[Excerpt from a dataset]
## START

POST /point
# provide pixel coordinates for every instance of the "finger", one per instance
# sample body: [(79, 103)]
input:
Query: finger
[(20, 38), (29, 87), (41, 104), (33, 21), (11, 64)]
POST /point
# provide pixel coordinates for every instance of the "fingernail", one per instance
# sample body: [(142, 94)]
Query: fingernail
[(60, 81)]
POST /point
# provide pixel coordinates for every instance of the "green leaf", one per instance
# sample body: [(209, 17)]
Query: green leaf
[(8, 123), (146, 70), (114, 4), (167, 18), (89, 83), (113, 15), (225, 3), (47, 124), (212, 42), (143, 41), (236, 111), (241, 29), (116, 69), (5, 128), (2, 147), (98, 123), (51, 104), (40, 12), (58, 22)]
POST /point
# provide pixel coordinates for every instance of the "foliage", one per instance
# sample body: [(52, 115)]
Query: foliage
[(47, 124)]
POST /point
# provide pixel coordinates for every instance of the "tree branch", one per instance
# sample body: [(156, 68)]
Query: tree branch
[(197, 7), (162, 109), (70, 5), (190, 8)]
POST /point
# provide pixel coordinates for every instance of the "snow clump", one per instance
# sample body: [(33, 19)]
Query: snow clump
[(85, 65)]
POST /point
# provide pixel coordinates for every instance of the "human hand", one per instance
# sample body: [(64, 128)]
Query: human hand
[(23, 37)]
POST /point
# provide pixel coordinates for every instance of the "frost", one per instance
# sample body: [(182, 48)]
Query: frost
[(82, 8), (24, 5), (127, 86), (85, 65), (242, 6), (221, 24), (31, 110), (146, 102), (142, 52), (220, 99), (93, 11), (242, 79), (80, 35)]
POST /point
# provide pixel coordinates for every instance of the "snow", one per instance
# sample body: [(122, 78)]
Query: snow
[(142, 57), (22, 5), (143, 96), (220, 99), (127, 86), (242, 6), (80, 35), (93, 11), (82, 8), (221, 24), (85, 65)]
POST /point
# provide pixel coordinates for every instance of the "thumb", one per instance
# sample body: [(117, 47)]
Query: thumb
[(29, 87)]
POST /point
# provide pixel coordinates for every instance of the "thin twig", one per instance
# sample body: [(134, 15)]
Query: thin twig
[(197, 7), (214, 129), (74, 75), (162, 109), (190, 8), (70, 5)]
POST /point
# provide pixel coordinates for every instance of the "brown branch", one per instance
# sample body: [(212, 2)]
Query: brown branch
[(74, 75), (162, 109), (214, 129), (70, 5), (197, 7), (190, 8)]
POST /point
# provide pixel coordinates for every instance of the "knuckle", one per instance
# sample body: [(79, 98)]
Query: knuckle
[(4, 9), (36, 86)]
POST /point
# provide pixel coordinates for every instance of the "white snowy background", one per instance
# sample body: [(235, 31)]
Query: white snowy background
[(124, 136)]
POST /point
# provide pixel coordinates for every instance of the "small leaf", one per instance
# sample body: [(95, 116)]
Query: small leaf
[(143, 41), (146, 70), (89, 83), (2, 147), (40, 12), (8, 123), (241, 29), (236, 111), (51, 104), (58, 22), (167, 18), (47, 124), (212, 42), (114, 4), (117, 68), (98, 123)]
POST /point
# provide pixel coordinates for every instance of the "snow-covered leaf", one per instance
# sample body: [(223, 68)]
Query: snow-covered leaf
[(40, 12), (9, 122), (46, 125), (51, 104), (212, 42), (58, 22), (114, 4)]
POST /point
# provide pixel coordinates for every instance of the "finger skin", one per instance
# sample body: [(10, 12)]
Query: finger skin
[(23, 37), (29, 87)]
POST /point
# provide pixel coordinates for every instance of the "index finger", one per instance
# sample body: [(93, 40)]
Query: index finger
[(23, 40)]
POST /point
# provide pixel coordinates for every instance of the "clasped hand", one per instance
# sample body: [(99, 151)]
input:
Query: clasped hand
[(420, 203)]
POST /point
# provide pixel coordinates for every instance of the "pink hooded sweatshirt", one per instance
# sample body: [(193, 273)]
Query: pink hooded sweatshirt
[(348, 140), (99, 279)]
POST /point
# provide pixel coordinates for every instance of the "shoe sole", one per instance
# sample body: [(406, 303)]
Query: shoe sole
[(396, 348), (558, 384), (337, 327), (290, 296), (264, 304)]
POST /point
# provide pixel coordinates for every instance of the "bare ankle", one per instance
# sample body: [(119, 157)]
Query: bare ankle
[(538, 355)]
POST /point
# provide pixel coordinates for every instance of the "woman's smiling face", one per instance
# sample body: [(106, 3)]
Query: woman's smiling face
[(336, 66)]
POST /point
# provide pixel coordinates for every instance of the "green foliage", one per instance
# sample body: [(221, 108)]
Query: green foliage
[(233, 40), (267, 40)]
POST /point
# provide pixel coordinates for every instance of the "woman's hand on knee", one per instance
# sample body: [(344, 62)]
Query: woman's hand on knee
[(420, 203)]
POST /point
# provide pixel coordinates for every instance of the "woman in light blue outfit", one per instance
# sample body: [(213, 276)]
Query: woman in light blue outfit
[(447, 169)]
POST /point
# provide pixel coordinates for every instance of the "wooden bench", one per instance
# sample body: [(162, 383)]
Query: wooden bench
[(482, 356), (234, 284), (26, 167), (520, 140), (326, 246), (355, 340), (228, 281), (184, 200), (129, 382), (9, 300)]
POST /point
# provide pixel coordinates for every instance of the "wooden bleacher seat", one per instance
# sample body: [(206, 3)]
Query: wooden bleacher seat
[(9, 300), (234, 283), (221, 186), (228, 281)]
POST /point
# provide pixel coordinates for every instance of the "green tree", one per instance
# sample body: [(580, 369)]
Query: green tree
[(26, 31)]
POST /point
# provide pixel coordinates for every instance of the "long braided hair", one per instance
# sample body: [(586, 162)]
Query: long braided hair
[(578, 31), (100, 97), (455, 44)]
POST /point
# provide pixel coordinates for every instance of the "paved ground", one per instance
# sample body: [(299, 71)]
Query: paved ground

## END

WORK INSTRUCTIONS: Locate every line in the dataset excerpt above that contains the word "brown", and copy each one.

FINISHED TASK:
# provide pixel coordinates for every instance of the "brown branch", one per instance
Query: brown branch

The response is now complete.